• **QUESTIONS**:
A: In the text about Graver's Michigan football career, how many touchdowns did Graver score in the 1903 season?
B: Pick up the text about Graver's Michigan football career where it ends, and write what follows.

• **GIVEN TEXT**:
On November 7, 1903, Graver scored five rushing touchdowns against Ohio State, tying him with Albert E. Herrnstein for the single-season record for most touchdowns scored by a player for either team in the history of the Michigan – Ohio State football rivalry. According to a newspaper account of the game, "Yost's 'point a minute machine'" showed terrific speed in scoring 36 points in the first half, and "Graver ran Ohio's ends at will and in the open field it seemed impossible to tackle him." Graver scored a total of 15 touchdowns for the 1903 season, one more than College Football Hall of Fame inductee Willie Heston.

Graver also won favor with Yost for his versatility, playing at halfback, fullback, quarterback, and end during the 1902 season. Injuries required Yost to fill holes at the fullback and quarterback positions, and Graver was the player he called on. In response to a newspaper inquiry as to how Graver was adapting to being moved to a new position, Yost replied, "How did he do? That boy does well any place you put him. He is little, but I rather guess if I stuck him in at guard he would hustle anyone in the country to keep him from doing things." At the end of the 1902 season, Graver was selected as an All-Western substitute for positions behind the line. The Chicago Tribune in 1902 called Graver "the best man on defense" on the Michigan team.

• **STUDY MATERIAL**:
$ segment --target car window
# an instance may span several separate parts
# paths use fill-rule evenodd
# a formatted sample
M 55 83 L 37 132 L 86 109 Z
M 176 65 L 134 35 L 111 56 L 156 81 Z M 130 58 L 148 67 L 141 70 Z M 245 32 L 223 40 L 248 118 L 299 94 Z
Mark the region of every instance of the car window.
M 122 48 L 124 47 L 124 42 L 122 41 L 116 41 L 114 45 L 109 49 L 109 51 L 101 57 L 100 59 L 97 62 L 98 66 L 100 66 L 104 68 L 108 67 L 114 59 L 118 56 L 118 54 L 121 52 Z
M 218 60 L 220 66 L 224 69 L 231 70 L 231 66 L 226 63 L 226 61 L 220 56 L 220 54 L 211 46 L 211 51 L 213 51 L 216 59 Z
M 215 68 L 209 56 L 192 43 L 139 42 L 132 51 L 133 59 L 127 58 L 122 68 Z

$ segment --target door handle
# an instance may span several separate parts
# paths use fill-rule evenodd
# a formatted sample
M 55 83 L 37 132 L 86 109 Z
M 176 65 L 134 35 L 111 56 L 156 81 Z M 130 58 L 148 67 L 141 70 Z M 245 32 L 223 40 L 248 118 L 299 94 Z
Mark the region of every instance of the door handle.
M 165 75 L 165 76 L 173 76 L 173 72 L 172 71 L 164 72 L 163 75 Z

• **ANSWERS**:
A: 15 touchdowns.

B:
At the end of the 1903 season, he was selected by Walter Camp for Collier's Weekly as a halfback on his third All-American team.

Graver was an engineering student at Michigan and was elected as president of the engineering department's Class of 1904. He was also a member of the Theta Delta Chi fraternity at Michigan. He was also chosen to serve as a member of Michigan's Athletic Board of Control for the 1903–1904 academic year.

===Marietta College===
Graver graduated from the University of Michigan in 1904 and began work for the Graver Tank Works in East Chicago, Indiana during the summer of 1904. In the fall of 1904, he was hired as the head football coach at Marietta College in Marietta, Ohio. Graver compiled a record of 4–3–1 in his one season as head football coach at Marietta.

===Later years===
At the end of the football season, he returned to work at the Graver Tank Works. The company, founded by his father, was one of the largest manufacturers and erectors of steel tanks in the world.

At the time of the 1910 United States census, Graver was living with his parents in Chicago. His occupation was identified at the time as a civil engineer for tank works. His father was listed as a tank builder at the tank works, and his younger brother, Alexander, was identified as a mechanical engineer for the tank works.

In September 1910, Graver married Anna Thorne. The Suburbanite Economist reported: "The wedding will be a home affair, and the young couple will leave immediately for a month's trip through northern Canada and to the northwest. Upon their return, they will be at home at 140 70th Street."

The company later became known as the Graver Tank and Manufacturing Company, and Herb Graver was its sales manager.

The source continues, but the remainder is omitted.